--- What you are asked to do ---
Search the records for the string "horizon", and show each line where it appears.

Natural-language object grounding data
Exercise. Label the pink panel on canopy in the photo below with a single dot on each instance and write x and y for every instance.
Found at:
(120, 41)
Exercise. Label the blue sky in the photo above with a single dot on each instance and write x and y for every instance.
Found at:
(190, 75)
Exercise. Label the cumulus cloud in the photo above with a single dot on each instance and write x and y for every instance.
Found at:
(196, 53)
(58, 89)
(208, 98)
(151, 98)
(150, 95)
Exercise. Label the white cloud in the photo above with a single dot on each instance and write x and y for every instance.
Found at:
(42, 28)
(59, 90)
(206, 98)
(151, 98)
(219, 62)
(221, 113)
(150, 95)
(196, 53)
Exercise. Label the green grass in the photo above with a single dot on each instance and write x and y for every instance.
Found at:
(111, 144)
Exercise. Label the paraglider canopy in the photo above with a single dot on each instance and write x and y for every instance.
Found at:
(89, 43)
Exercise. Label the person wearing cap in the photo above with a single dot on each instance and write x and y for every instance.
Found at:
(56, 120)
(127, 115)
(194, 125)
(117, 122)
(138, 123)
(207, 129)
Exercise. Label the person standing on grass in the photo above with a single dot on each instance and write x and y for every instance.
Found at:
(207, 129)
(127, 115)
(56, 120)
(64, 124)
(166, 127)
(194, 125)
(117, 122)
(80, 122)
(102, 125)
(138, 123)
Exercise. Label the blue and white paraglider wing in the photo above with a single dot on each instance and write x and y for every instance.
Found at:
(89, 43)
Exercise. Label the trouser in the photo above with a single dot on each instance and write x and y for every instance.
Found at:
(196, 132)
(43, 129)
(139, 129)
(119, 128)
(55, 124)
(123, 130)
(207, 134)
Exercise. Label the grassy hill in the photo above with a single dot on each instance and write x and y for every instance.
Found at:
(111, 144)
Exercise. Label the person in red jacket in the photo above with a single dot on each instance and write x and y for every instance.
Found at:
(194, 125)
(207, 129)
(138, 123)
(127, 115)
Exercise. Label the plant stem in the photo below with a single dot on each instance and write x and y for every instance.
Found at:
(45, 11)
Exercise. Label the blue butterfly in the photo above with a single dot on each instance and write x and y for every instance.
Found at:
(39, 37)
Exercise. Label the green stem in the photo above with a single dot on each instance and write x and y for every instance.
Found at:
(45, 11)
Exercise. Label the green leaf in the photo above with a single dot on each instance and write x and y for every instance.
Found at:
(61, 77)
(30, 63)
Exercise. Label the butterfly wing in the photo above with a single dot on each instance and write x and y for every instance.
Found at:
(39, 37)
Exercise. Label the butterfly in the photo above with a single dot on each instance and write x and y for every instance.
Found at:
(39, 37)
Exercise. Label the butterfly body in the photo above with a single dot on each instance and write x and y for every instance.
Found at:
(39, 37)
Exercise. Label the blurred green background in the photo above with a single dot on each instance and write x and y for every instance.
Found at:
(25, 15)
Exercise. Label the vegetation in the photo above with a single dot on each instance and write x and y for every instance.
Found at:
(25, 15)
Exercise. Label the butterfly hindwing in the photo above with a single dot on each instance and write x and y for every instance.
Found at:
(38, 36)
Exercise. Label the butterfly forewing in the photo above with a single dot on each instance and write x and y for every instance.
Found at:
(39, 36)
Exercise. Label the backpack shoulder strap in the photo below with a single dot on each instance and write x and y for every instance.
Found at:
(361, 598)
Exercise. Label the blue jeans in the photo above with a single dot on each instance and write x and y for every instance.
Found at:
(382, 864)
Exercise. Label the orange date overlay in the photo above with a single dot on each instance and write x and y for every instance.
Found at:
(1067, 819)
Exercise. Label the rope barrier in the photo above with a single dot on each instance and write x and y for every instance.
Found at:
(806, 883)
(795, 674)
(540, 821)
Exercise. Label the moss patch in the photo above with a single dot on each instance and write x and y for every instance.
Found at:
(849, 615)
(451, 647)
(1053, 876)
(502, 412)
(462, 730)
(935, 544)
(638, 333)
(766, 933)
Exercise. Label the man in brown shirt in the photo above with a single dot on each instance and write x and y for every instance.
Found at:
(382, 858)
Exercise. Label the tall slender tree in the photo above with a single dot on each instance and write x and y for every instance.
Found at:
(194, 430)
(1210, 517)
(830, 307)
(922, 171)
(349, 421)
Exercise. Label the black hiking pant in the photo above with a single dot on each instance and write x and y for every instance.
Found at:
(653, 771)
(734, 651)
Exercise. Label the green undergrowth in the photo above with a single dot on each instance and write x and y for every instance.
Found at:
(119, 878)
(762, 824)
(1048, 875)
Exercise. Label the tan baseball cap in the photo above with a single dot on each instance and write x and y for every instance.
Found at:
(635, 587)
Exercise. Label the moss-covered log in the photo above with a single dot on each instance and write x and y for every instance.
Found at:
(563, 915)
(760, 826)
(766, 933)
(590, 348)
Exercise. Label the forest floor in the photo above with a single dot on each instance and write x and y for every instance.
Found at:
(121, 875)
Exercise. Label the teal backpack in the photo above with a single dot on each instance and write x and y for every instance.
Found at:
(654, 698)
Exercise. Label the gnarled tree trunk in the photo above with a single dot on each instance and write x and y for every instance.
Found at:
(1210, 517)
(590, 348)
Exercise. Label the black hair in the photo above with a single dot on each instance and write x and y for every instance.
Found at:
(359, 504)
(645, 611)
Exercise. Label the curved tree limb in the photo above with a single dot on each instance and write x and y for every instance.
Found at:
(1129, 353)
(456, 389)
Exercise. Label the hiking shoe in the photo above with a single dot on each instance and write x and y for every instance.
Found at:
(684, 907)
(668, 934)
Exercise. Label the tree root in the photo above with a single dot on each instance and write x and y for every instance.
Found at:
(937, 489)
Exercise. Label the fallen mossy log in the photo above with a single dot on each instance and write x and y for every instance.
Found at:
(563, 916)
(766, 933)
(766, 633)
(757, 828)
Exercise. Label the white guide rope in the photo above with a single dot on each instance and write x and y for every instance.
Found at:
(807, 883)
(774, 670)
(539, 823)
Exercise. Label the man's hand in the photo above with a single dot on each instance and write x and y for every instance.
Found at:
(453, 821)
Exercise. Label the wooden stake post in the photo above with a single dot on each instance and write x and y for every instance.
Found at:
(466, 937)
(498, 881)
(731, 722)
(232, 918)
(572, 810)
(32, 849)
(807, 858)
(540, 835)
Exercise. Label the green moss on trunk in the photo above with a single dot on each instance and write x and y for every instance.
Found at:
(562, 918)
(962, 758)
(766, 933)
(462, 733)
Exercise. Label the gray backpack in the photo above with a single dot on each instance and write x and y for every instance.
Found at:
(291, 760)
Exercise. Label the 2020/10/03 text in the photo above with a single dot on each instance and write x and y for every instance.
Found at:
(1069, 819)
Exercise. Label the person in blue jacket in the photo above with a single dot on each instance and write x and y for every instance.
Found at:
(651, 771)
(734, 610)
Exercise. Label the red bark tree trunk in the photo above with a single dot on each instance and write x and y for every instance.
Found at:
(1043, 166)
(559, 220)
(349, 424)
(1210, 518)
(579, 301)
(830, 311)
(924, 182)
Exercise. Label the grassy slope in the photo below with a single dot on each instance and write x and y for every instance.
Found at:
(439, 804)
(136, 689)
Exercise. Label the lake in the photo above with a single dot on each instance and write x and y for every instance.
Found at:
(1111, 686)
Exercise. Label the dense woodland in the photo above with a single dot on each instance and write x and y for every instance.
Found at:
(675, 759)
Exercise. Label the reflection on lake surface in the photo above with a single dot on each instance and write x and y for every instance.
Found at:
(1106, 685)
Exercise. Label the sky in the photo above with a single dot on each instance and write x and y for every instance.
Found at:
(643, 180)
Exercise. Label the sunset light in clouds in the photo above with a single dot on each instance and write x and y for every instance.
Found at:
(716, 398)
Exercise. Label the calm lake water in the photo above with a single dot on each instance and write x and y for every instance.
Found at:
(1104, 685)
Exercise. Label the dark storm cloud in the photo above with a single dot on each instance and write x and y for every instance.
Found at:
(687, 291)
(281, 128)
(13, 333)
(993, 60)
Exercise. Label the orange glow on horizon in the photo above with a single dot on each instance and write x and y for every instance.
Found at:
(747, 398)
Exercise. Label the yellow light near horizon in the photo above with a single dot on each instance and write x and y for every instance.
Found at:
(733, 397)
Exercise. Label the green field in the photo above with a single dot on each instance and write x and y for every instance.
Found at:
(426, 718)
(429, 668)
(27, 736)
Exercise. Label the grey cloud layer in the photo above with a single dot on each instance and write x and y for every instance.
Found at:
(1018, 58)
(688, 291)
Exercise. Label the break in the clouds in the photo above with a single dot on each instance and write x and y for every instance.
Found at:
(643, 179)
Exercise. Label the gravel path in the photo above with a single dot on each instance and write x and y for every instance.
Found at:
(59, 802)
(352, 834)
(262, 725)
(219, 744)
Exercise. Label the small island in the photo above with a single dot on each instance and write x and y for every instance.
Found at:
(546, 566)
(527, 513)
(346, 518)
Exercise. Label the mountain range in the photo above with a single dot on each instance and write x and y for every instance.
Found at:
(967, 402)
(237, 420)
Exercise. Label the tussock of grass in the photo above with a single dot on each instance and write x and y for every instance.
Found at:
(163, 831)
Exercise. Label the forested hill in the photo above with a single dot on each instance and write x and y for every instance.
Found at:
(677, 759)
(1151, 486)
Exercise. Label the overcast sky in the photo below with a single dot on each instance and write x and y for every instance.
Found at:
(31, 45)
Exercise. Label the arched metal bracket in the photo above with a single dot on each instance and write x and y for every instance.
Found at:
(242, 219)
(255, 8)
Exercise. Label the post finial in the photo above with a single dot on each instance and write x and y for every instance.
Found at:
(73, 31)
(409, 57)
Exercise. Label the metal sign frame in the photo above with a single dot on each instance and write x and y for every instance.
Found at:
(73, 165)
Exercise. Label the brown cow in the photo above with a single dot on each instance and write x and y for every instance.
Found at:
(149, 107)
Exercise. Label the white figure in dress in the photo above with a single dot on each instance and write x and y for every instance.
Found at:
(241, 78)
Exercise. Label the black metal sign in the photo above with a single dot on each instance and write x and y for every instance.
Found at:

--- Completed exercise ---
Exercise. Label the orange glow on horizon in the photo above with a single dot on each instance and write x and y for every instance.
Exercise. Label the yellow light near horizon in the photo above with a single dot on each instance and write x and y for every instance.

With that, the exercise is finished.